── GIVEN DATA ──

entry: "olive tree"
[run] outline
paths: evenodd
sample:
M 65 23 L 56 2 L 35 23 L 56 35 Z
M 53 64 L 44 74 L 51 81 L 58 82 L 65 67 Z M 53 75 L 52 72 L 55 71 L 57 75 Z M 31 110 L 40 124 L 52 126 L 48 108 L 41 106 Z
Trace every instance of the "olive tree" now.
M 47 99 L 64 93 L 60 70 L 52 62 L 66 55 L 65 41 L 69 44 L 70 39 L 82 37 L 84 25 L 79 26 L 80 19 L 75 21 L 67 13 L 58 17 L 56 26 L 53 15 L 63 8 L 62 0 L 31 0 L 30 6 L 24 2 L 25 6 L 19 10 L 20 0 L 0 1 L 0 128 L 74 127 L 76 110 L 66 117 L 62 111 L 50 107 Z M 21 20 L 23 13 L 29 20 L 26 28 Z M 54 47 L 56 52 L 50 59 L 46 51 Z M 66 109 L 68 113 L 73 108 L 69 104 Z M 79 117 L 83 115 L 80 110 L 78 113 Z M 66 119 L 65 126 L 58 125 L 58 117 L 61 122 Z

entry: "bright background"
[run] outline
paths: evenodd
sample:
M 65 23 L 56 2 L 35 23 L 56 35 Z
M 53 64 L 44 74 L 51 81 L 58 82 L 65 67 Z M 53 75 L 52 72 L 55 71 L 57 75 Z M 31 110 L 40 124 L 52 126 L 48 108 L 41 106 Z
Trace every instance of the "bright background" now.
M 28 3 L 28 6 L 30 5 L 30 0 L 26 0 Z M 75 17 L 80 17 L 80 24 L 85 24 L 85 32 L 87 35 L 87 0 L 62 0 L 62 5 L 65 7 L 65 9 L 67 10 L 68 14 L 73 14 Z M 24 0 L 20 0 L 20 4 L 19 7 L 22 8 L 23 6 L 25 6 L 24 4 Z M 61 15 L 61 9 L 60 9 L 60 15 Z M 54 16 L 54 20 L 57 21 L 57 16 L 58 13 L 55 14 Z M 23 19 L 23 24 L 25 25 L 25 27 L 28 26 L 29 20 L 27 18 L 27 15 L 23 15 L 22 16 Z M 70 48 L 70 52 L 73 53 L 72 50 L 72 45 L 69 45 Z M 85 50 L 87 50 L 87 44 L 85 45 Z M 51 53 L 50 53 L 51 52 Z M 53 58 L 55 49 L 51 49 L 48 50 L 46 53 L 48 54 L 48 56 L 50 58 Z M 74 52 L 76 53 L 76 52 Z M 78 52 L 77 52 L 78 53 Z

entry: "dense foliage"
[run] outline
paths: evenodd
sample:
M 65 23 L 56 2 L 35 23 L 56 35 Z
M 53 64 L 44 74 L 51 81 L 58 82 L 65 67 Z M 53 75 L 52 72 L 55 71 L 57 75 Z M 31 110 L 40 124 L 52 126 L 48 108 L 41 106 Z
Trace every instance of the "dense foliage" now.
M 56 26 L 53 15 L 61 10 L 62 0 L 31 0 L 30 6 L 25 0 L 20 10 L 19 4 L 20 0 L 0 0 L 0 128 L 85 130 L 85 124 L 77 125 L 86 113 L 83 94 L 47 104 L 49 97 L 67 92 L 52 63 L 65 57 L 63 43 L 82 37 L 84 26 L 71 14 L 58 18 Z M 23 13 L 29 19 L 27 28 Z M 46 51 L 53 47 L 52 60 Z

───

GIVEN TASK
Locate each line in the entries that contains the word "bright", matching case exactly, and copy those lines.

TASK RESPONSE
entry: "bright background"
Trace every instance of the "bright background" now.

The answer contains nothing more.